--- Kutipan Teks ---
Sejarah Koperasi (Tugas 2)
II. SEJARAH PERKEMBANGAN KOPERASI
Koperasi
modern yang berkembang dewasa ini lahir pertama kali di Inggris, yaitu di kota
Rochdale pada tahun 1844. Koperasi timbul pada masa perkembangan kapitalisme
sebagai akibat revolusi industri. Pada awalnya, Koperasi Rochdale berdiri
dengan usaha penyediaan barang-barang konsumsi untuk kebutuhan sehari-hari.
Akan tetapi seiring dengan terjadinya pemupukan modal koperasi, koperasi mulai
merintis untuk memproduksi sendiri barang yang akan dijual. Kegiatan ini
menimbulkan kesempatan kerja bagi
anggota yang belum bekerja dan menambah pendapatan bagi mereka yang sudah
bekerja. Pada tahun 1851, koperasi tersebut akhirnya dapat mendirikan sebuah
pabrik dan mendirikan peru-mahan bagi anggota-anggotanya yang belum mempunyai
rumah.
Pada tahun
1876, koperasi ini telah melakukan ekspansi usaha dibidang transportasi,
perbankan, dan asuransi. Pada tahun 1870, koperasi tersebut juga membuka usaha
dibidang penerbitan, berupa surat kabar yang terbit dengan nama Coorperative
News. The Women’s Coorperative Guild yang dibentuk pada tahun 1883, besar
pengaruhnya terhadap perkembangan gerakan koperasi, disamping memperjuangkan
hak-hak kaum wanita sebagai ibu rumah tangga, warga Negara, dan sebagai
konsumen.
Perpustakaan
koperasi merupakan perpustakaan bebas pertama di Inggris, sekaligus digunakan
untuk tempat berbagai kursus dan pemberantasan buta huruf. Kemudian Women Skill
Guild Youth Organization membentuk sebuah pusat yaitu Coorperative Union. Pada
tahun 1919, didirikanlah Coorperative College di Manchester yang merupakan
lembaga pendidikan tingi koperasi pertama. Revolusi industri di Perancis juga
mendorong berdirinya koperasi. Untuk mampu menghadapi serangan industri inggris,
Perancis berusaha mengganti mesin-mesin yang digunakan dengan mesin-mesin
modern yang berakibat pada peningkatan pengangguran. Kondisi inilah yang
mendorong munculnya pelopor-pelopor koperasi di Perancis seperti Charles
Fourier dan Louis Blanc.

[Cuplikan dataset berlabel kotak]

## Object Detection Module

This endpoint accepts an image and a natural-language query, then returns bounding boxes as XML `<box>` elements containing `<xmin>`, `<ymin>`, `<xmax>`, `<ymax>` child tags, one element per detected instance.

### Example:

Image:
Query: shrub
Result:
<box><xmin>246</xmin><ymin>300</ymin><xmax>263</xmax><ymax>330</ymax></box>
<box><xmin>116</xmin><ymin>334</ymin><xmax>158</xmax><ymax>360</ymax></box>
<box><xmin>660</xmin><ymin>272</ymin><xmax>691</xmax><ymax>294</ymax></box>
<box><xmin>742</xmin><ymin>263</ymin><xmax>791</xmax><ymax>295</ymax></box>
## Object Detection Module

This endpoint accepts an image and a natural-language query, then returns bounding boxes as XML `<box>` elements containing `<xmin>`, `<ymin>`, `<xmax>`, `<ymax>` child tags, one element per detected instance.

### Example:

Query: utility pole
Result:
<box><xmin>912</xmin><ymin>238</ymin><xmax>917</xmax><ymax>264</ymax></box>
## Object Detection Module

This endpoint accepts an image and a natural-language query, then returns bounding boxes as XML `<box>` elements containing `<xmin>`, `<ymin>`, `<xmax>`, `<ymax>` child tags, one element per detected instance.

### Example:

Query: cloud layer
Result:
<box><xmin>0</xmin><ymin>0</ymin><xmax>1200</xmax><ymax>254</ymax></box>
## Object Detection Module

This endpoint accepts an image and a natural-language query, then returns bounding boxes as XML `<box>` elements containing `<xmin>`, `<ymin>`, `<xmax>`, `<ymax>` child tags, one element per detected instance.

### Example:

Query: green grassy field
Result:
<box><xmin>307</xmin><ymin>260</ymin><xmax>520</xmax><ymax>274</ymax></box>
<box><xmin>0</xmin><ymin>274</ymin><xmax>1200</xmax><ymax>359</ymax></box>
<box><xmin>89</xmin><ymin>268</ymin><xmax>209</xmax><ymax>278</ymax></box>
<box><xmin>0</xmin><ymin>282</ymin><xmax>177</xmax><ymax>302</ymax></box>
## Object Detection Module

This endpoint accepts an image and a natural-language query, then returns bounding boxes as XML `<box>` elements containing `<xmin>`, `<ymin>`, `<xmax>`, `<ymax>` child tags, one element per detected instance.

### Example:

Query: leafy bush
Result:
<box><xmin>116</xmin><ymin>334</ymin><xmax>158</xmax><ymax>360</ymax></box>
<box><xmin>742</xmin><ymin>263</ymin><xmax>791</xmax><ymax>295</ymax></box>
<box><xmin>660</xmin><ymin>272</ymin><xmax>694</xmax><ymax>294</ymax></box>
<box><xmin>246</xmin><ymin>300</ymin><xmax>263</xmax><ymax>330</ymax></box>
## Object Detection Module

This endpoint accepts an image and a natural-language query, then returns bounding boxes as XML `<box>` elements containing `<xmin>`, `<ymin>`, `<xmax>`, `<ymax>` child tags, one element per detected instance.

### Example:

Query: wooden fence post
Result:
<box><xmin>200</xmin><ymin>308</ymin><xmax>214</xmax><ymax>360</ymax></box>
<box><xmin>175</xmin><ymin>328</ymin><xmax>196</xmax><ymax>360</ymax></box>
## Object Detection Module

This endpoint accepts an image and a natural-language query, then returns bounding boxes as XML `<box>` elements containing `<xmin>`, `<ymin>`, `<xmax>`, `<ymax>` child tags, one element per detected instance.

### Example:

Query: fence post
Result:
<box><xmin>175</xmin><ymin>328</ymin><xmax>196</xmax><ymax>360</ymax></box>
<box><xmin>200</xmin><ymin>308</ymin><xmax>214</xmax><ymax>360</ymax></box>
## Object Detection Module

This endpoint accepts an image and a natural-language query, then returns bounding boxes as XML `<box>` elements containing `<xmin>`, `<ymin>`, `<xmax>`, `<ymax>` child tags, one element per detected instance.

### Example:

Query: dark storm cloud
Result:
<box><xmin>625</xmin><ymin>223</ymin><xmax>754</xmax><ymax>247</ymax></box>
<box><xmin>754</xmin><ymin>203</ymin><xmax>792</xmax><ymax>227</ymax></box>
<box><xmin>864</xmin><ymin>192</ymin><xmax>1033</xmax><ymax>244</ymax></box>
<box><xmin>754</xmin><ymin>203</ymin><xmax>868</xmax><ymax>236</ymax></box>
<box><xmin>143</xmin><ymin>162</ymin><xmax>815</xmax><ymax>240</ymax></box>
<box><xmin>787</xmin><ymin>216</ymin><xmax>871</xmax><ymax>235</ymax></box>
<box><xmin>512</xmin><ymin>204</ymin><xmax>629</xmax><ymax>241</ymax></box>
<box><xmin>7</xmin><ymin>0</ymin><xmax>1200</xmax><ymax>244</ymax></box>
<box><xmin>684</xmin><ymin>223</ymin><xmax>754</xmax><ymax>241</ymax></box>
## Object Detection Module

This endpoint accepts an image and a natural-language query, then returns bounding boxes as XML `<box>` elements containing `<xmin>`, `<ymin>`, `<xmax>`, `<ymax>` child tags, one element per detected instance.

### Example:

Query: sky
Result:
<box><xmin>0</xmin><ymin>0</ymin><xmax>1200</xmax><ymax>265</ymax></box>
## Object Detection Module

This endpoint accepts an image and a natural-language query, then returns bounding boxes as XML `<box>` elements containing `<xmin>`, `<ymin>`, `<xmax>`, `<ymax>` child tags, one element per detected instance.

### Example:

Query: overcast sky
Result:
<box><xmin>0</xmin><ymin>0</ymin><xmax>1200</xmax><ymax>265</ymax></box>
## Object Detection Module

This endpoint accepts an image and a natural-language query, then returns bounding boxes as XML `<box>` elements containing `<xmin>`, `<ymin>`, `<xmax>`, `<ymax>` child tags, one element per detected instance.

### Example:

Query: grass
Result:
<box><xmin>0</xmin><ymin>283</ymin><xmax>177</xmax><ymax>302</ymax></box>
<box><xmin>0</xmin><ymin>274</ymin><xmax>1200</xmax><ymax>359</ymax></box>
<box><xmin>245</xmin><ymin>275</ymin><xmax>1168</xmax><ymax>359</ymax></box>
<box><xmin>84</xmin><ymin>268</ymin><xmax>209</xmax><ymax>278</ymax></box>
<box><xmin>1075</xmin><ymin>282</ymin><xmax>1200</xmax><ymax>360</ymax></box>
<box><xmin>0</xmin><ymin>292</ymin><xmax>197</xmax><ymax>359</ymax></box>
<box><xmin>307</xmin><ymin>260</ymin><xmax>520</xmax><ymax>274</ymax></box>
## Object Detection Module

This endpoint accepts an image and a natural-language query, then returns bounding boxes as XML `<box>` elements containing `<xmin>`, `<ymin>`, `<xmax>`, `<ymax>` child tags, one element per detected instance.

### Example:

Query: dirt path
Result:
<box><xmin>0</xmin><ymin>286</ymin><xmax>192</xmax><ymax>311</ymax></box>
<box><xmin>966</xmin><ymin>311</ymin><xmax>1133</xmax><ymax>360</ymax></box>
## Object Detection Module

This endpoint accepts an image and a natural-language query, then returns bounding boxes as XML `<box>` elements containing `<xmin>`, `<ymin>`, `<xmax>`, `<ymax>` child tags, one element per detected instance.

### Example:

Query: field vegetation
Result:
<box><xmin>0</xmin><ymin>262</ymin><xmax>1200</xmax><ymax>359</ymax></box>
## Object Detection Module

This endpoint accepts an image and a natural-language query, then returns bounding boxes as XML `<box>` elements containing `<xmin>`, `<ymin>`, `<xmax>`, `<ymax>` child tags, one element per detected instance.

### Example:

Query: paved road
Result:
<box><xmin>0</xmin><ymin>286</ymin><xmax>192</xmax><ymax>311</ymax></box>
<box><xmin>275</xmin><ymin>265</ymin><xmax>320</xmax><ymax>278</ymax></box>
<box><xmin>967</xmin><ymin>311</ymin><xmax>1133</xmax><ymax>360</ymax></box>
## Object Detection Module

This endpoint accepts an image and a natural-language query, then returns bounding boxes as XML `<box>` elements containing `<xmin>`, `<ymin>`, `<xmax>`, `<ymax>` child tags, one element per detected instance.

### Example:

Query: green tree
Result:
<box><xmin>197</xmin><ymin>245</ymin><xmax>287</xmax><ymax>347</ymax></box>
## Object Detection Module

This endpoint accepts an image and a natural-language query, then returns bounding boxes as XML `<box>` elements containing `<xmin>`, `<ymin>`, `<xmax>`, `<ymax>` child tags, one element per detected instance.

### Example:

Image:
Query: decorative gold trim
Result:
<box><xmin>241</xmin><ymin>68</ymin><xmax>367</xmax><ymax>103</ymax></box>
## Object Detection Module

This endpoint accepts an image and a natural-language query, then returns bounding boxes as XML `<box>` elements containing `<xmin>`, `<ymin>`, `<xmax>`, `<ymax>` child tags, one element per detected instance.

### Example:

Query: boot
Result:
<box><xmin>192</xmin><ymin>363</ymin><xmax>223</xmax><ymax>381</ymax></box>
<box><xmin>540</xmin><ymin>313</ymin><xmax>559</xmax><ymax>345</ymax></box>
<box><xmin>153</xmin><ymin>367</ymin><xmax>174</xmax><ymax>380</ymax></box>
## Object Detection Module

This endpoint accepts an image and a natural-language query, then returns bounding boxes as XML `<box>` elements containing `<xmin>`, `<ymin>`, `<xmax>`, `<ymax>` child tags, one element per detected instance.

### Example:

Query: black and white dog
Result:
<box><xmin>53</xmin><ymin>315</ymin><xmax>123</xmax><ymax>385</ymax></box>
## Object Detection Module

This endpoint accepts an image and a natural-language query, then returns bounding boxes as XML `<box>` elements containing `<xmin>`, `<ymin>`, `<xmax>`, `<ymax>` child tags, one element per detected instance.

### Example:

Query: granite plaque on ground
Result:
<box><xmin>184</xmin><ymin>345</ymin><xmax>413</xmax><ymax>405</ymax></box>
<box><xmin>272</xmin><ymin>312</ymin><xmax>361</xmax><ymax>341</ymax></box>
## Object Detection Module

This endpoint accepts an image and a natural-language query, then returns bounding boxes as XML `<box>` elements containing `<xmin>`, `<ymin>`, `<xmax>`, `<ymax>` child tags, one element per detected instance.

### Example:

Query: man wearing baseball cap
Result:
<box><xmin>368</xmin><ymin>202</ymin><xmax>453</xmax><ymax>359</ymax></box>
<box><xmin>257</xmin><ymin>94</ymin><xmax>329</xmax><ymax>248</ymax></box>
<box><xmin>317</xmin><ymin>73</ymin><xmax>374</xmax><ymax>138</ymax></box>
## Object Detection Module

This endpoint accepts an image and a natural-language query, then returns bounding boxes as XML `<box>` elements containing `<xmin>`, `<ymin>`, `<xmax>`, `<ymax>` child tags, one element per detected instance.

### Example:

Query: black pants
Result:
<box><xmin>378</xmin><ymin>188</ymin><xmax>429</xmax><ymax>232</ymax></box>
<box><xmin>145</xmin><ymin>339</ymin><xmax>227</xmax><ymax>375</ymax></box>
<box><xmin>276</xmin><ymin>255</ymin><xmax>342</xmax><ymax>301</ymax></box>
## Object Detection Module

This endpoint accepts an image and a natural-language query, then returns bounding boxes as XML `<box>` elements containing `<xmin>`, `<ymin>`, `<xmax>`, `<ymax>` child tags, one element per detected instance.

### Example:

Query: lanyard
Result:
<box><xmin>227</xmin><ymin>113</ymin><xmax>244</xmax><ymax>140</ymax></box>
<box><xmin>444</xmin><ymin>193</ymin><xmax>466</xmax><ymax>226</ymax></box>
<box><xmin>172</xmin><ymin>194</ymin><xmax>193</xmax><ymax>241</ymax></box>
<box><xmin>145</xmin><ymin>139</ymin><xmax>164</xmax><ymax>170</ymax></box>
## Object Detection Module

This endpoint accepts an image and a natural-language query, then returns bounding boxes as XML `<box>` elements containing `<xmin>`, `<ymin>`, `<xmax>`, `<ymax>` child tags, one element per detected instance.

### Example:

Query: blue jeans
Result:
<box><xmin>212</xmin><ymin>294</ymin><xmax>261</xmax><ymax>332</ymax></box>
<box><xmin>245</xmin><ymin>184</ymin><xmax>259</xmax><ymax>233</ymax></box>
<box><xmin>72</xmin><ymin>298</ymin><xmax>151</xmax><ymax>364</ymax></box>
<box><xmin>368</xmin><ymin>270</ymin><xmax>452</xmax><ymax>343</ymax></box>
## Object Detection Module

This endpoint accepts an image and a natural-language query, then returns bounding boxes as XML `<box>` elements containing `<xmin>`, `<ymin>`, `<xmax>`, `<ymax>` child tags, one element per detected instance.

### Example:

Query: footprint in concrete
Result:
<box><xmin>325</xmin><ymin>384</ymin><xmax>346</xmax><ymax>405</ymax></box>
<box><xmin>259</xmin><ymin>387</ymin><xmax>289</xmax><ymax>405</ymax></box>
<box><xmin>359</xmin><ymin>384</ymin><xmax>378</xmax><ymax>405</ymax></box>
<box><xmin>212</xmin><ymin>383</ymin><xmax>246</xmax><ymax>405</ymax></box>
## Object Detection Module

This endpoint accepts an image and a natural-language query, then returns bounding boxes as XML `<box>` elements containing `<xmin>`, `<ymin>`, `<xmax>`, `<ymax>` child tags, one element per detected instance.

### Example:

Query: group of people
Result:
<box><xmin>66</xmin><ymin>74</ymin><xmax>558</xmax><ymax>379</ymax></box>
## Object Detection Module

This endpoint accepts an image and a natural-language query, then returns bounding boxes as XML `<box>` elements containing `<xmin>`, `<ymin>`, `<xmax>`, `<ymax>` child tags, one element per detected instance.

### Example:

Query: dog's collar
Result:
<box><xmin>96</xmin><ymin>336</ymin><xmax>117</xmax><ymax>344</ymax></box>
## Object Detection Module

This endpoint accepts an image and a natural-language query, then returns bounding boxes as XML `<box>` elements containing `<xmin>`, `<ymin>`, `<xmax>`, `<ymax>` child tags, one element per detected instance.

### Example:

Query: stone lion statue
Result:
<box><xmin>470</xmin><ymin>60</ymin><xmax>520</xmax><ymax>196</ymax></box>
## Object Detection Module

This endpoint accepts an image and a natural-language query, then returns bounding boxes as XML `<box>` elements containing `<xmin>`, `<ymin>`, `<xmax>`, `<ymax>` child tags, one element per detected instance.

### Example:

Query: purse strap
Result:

--- Tugas Anda ---
Bisakah Anda mengulang seluruh teks tentang sejarah koperasi di atas tanpa mengubah satu kata pun?

--- Jawaban ---
Sejarah Koperasi (Tugas 2)
II. SEJARAH PERKEMBANGAN KOPERASI
Koperasi
modern yang berkembang dewasa ini lahir pertama kali di Inggris, yaitu di kota
Rochdale pada tahun 1844. Koperasi timbul pada masa perkembangan kapitalisme
sebagai akibat revolusi industri. Pada awalnya, Koperasi Rochdale berdiri
dengan usaha penyediaan barang-barang konsumsi untuk kebutuhan sehari-hari.
Akan tetapi seiring dengan terjadinya pemupukan modal koperasi, koperasi mulai
merintis untuk memproduksi sendiri barang yang akan dijual. Kegiatan ini
menimbulkan kesempatan kerja bagi
anggota yang belum bekerja dan menambah pendapatan bagi mereka yang sudah
bekerja. Pada tahun 1851, koperasi tersebut akhirnya dapat mendirikan sebuah
pabrik dan mendirikan peru-mahan bagi anggota-anggotanya yang belum mempunyai
rumah.
Pada tahun
1876, koperasi ini telah melakukan ekspansi usaha dibidang transportasi,
perbankan, dan asuransi. Pada tahun 1870, koperasi tersebut juga membuka usaha
dibidang penerbitan, berupa surat kabar yang terbit dengan nama Coorperative
News. The Women’s Coorperative Guild yang dibentuk pada tahun 1883, besar
pengaruhnya terhadap perkembangan gerakan koperasi, disamping memperjuangkan
hak-hak kaum wanita sebagai ibu rumah tangga, warga Negara, dan sebagai
konsumen.
Perpustakaan
koperasi merupakan perpustakaan bebas pertama di Inggris, sekaligus digunakan
untuk tempat berbagai kursus dan pemberantasan buta huruf. Kemudian Women Skill
Guild Youth Organization membentuk sebuah pusat yaitu Coorperative Union. Pada
tahun 1919, didirikanlah Coorperative College di Manchester yang merupakan
lembaga pendidikan tingi koperasi pertama. Revolusi industri di Perancis juga
mendorong berdirinya koperasi. Untuk mampu menghadapi serangan industri inggris,
Perancis berusaha mengganti mesin-mesin yang digunakan dengan mesin-mesin
modern yang berakibat pada peningkatan pengangguran. Kondisi inilah yang
mendorong munculnya pelopor-pelopor koperasi di Perancis seperti Charles
Fourier dan Louis Blanc.